# Travail demandé
Dans le passage ci-dessous sur le Tour de France 2011, recopiez mot pour mot tout ce qui va de « Si j'étais le directeur technique de Garmin - si » jusqu'à « et les RadioShack. ».
-------- Passage cité --------
Vous ne m'avez jamais entendu quand je vous répondais: on ne voit pas le Tour de France, quand on y est. C'est la plus grande fraude de l'histoire du journalisme. Tous les ans, près de 2000 journalistes racontent une course qu'ils ne voient pas.

CARTE POSTALE L'étape d'aujourd'hui se termine en haut de la côte des Alouettes, que je viens d'aller pédaler. Si voulez mon avis, ce serait plutôt la côte des Colibris, et encore, c'est parce qu'il ne me vient pas en tête d'oiseau plus petit que le colibri. À force d'en parler pour faire la promotion de cette première étape du tour, on a fait une montagne de cette côte des Alouettes, en haut de laquelle doit triompher - tout le monde le dit - le Belge Philippe Gilbert, le meilleur baroudeur de l'heure. C'est bien possible. Mais peut-être aussi un sprinter tout-terrain, genre Hushovd, ou un coureur auquel on ne pense pas et qui va gagner pour ça, justement: parce que les autres n'y auront pas pensé. Voeckler, le petit malin, tiens...

Quant au décor de cette première arrivée du Tour 2011, rien pour écrire à sa mère, comme on dit. Une grande route nationale et, en haut de la côte, un resto, une chapelle, deux moulins dont on n'arrête pas de raconter que les ailes servaient à envoyer des signaux pendant les guerres de Vendée - guerres dont on a oublié le pourquoi. On a seulement retenu qu'elles battaient des ailes. Ainsi va l'Histoire, de carte postale en carte postale.

J'AI PEUR DE DEMAIN! Je suis en vacances, donc, mais il se pourrait qu'elles soient compromises dès demain! Je vous explique. L'étape de demain dimanche consiste en un très court contre-la-montre par équipe, 23 km, que pourrait gagner Garmin-Cervélo, avec ses spécialistes du contre-la-montre que sont David Zabriskie, David Millar, et ses gros rouleurs, Hushovd, Vandevelde, Navardauskas. Dans cette équipe, il y a aussi notre ami Ryder Hesjedal, seul Canadien du Tour, septième l'an dernier.

Si j'étais le directeur technique de Garmin - si j'étais surtout le commanditaire, M. Garmin lui-même-, lorsque le parcours du Tour 2011 est sorti en octobre dernier, j'aurais réuni mes coureurs: Les boys, on ne gagnera pas le Tour de France, mais on peut voler le show la première semaine, qui est la plus suivie des médias. On a l'équipe pour gagner ce contre-la-montre, s'emparer du maillot jaune, le défendre plusieurs jours et faire connaître les GPS Garmin au monde entier. Si cela arrive, je resigne pour trois ans.

Si j'étais le directeur technique de Garmin, je les aurais fait pratiquer comme des fous cet exercice extrêmement technique qu'est le contre-la-montre par équipe pour atteindre cette homogénéité qui est la clé de la victoire, une victoire qui se jouera à la seconde entre les Garmin, les Sky, les HTC et les RadioShack.
-------- Extrait des données --------
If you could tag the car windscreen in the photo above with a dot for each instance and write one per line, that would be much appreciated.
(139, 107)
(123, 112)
--------
# Réponse attendue
Si j'étais le directeur technique de Garmin - si j'étais surtout le commanditaire, M. Garmin lui-même-, lorsque le parcours du Tour 2011 est sorti en octobre dernier, j'aurais réuni mes coureurs: Les boys, on ne gagnera pas le Tour de France, mais on peut voler le show la première semaine, qui est la plus suivie des médias. On a l'équipe pour gagner ce contre-la-montre, s'emparer du maillot jaune, le défendre plusieurs jours et faire connaître les GPS Garmin au monde entier. Si cela arrive, je resigne pour trois ans.

Si j'étais le directeur technique de Garmin, je les aurais fait pratiquer comme des fous cet exercice extrêmement technique qu'est le contre-la-montre par équipe pour atteindre cette homogénéité qui est la clé de la victoire, une victoire qui se jouera à la seconde entre les Garmin, les Sky, les HTC et les RadioShack.